What you will do
A complete, exact copy of the data is the required answer.

Extracted data
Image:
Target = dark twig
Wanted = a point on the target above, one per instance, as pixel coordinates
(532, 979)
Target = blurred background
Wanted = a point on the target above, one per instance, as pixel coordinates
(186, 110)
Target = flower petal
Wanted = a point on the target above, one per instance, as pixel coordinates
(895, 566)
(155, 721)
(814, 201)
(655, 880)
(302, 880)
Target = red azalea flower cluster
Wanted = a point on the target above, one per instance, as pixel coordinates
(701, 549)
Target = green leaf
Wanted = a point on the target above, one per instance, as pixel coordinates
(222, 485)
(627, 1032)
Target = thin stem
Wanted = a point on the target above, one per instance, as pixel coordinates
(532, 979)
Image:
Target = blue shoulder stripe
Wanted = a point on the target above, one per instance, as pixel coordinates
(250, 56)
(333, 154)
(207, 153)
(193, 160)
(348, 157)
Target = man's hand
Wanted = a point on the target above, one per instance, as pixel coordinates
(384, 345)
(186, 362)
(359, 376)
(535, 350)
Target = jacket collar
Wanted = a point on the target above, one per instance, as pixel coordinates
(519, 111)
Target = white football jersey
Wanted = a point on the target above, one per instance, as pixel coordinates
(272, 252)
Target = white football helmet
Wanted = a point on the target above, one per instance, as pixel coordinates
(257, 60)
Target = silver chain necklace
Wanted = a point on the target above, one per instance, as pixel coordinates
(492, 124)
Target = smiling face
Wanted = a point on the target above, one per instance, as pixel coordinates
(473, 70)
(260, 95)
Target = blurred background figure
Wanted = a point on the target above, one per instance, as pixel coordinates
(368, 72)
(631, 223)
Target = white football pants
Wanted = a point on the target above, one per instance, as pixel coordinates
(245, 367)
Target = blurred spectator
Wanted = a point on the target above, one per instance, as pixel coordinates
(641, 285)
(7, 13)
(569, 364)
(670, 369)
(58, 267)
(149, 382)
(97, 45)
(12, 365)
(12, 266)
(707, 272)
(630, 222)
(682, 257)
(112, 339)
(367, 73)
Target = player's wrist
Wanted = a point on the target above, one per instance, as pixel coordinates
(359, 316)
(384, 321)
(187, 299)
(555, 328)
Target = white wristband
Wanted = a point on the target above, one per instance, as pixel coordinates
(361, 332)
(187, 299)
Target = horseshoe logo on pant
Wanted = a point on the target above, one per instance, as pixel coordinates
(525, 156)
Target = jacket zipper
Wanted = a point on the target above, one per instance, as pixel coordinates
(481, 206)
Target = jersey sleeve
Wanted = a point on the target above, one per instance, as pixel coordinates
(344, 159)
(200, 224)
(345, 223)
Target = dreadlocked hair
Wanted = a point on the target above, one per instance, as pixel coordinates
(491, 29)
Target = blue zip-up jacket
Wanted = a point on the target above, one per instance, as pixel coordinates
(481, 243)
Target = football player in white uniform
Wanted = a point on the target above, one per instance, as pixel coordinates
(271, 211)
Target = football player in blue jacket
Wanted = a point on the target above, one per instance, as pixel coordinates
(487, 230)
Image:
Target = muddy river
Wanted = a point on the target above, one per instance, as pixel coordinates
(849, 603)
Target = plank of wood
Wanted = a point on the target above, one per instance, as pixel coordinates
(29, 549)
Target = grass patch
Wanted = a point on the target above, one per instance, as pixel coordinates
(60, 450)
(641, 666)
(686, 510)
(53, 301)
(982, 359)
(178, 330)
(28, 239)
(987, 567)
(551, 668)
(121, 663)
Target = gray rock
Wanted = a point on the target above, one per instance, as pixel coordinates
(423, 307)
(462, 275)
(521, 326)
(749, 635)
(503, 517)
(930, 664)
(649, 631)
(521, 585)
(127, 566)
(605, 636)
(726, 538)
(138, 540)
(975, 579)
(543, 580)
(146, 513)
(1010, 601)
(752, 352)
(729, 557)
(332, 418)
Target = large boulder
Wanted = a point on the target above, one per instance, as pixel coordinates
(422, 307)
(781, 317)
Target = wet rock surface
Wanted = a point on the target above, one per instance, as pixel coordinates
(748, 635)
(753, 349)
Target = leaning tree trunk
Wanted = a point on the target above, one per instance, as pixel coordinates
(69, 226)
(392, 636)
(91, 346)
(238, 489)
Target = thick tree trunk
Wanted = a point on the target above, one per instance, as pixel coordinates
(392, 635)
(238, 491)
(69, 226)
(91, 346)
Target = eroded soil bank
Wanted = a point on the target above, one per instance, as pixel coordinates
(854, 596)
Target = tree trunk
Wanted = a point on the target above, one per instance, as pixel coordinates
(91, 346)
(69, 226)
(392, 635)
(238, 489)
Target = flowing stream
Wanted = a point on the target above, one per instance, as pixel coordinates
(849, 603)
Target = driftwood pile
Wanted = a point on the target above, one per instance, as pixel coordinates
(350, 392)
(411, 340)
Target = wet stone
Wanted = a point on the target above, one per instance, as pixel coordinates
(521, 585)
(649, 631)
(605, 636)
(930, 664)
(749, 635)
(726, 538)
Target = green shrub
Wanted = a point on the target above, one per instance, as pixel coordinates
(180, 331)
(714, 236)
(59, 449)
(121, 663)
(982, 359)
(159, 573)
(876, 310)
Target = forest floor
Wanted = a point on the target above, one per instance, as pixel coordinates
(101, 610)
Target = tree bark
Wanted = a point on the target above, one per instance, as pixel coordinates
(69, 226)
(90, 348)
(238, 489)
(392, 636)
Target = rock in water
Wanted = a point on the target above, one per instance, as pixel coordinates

Answer to the problem
Image:
Target = dark twig
Wanted = a point on the target above, one per instance, as pixel coordinates
(532, 979)
Target = blurred background
Wanted = a point on the target above, one per instance, as pixel coordinates
(186, 110)
Target = flower petal
Wanted = a point on the target above, one per instance, as pixel coordinates
(895, 566)
(155, 721)
(814, 201)
(655, 880)
(302, 880)
Target = red azalea flower cluster
Wanted = a point on the target above, one per instance, as pixel coordinates
(701, 549)
Target = green leaf
Wanted = a point on the target above, one per instance, as pixel coordinates
(222, 485)
(627, 1032)
Target = thin stem
Wanted = a point on the target above, one per instance, as pixel coordinates
(532, 979)
Image:
Target = blue shoulder stripe
Wanted = a point on the target above, one per instance, as pixel coordinates
(250, 56)
(333, 154)
(207, 153)
(193, 160)
(348, 157)
Target = man's hand
Wanted = a point on the target above, one per instance, as pixel coordinates
(384, 345)
(186, 362)
(359, 376)
(535, 350)
Target = jacket collar
Wanted = a point on the target above, one per instance, as pixel coordinates
(519, 111)
Target = white football jersey
Wanted = a point on the target above, one per instance, as pixel coordinates
(272, 252)
Target = white football helmet
Wanted = a point on the target above, one per instance, as pixel coordinates
(257, 60)
Target = silver chain necklace
Wanted = a point on the target above, one per instance, as pixel coordinates
(492, 124)
Target = smiling face
Wanted = a point on the target above, one per instance, as pixel coordinates
(473, 70)
(260, 95)
Target = blurred background figure
Wanted = a point on the target above, one per instance, as pixel coordinates
(368, 72)
(631, 223)
Target = white football pants
Wanted = a point on the target above, one per instance, as pixel coordinates
(245, 367)
Target = blurred spectator
Wanted = a point on the target above, one per instance, as pixel coordinates
(641, 285)
(7, 13)
(569, 364)
(670, 369)
(58, 267)
(149, 382)
(97, 45)
(12, 365)
(12, 266)
(707, 272)
(630, 222)
(682, 257)
(112, 339)
(367, 73)
Target = player's wrist
Wanted = a point on the target above, one per instance, as pixel coordinates
(359, 316)
(384, 321)
(187, 299)
(555, 328)
Target = white wristband
Wanted = a point on the target above, one per instance, as pixel coordinates
(361, 332)
(187, 299)
Target = horseshoe logo on pant
Wanted = a point on the target above, one per instance, as pixel coordinates
(525, 156)
Target = jacket zipper
Wanted = a point on the target above, one per instance, as pixel coordinates
(481, 206)
Target = jersey sleeve
Wanted = a point on the target above, one per instance, as pixel coordinates
(344, 159)
(200, 224)
(345, 223)
Target = dreadlocked hair
Wanted = a point on the target above, one per instance, as pixel coordinates
(491, 29)
Target = blue zip-up jacket
Wanted = a point on the target above, one per instance, as pixel coordinates
(481, 243)
Target = football player in white uniform
Wanted = a point on the target above, one per instance, as pixel coordinates
(271, 211)
Target = football player in blue jacket
Wanted = a point on the target above, one per instance, as pixel coordinates
(487, 230)
Image:
Target = muddy river
Wanted = a point on the target above, one per instance, as pixel coordinates
(849, 603)
Target = plank of wood
Wanted = a point on the target above, one per instance, as pixel coordinates
(29, 549)
Target = grass patch
Wanted = a point on the target above, one per instance, as pixel coordinates
(60, 450)
(641, 666)
(686, 510)
(53, 301)
(982, 359)
(178, 330)
(28, 239)
(987, 567)
(551, 668)
(121, 663)
Target = gray rock
Wanted = a point on the target above, one per instance, as pixel coordinates
(423, 307)
(462, 275)
(521, 326)
(749, 635)
(503, 517)
(930, 664)
(649, 631)
(521, 585)
(127, 566)
(605, 636)
(726, 538)
(138, 540)
(975, 579)
(543, 580)
(146, 513)
(1010, 601)
(752, 352)
(729, 557)
(332, 418)
Target = large boulder
Wanted = a point on the target above, one per instance, as pixel coordinates
(422, 307)
(781, 317)
Target = wet rock surface
Wanted = a point on the target above, one per instance, as pixel coordinates
(748, 635)
(753, 349)
Target = leaning tree trunk
Wanted = a point on the target above, one per instance, as pixel coordinates
(69, 226)
(392, 636)
(91, 346)
(238, 489)
Target = thick tree trunk
Wanted = a point on the target above, one per instance, as pixel coordinates
(392, 635)
(238, 491)
(69, 226)
(91, 346)
Target = eroded soil bank
Wanted = a point on the target above, one per instance, as pixel coordinates
(854, 596)
Target = tree trunk
Wanted = a point on the target above, one per instance, as pixel coordinates
(91, 346)
(69, 226)
(392, 635)
(238, 489)
Target = flowing stream
Wanted = a point on the target above, one per instance, as pixel coordinates
(849, 603)
Target = driftwood pile
Wanted = a point on the target above, one per instance, as pixel coordinates
(350, 392)
(411, 340)
Target = wet stone
Wanted = a point on the target above, one per instance, as pixel coordinates
(521, 585)
(649, 631)
(605, 636)
(930, 664)
(749, 635)
(726, 538)
Target = green shrub
Wanted = a point on the target above, one per instance, as pixel coordinates
(180, 331)
(714, 236)
(59, 449)
(121, 663)
(982, 359)
(159, 573)
(876, 310)
Target = forest floor
Wanted = a point on the target above, one per instance, as pixel coordinates
(101, 610)
Target = tree bark
Wanted = a point on the target above, one per instance, as pixel coordinates
(69, 226)
(90, 348)
(238, 489)
(392, 636)
Target = rock in water
Wanted = a point on the target above, one per instance, as pixel coordinates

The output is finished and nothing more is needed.